Assignment:
Wherever "tree" turns up in the entries, copy out the line that holds it.

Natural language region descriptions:
______

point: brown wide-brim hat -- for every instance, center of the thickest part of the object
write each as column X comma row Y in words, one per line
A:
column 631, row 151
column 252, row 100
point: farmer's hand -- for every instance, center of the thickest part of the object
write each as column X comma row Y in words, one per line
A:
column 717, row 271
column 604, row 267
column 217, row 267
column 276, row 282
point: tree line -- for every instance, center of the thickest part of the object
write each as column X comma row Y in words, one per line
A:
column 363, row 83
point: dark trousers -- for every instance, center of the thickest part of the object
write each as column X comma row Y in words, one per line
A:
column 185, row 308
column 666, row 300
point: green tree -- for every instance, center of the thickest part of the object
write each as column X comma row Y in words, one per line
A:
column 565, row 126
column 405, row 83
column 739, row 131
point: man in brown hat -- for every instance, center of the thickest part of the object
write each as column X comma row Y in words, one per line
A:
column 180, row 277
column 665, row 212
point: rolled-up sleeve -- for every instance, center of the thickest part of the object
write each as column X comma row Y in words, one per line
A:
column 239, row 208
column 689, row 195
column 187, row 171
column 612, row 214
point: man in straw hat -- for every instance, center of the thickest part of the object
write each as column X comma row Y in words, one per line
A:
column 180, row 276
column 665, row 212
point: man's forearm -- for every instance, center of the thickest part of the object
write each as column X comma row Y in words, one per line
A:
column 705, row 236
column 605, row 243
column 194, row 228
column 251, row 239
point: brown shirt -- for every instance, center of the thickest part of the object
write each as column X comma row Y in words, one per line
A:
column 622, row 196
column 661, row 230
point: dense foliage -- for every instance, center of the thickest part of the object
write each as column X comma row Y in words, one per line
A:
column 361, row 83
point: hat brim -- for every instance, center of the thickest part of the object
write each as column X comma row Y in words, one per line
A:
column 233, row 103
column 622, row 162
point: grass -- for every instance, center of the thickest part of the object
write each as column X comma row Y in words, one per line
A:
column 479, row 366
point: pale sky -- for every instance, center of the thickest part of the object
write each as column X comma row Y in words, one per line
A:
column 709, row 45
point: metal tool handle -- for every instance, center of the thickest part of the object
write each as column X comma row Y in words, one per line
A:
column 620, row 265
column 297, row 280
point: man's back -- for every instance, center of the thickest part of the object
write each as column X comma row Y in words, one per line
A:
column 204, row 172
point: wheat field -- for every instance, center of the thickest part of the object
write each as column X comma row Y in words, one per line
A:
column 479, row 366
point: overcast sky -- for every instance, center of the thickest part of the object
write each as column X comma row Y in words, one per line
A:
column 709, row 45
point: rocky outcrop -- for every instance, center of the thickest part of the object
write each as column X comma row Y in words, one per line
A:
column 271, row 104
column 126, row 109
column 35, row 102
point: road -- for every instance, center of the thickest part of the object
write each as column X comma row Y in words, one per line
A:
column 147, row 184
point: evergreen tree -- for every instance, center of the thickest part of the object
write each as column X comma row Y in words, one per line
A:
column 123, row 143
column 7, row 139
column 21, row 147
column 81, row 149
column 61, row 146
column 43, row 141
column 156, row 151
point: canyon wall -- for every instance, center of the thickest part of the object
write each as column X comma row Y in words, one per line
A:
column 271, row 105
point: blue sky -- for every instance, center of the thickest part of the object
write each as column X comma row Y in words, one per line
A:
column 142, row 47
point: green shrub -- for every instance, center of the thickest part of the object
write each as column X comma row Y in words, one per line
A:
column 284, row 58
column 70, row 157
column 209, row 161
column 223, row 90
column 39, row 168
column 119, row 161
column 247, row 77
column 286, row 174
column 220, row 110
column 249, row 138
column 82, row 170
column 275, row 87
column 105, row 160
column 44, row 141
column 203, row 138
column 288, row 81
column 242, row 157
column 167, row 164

______

Task response:
point: tree line -- for every instance, center of the thickest part of the object
point: green tree -- for every instance, center of the thickest part of the object
point: evergreen tree -- for every instance, center of the thickest part of the object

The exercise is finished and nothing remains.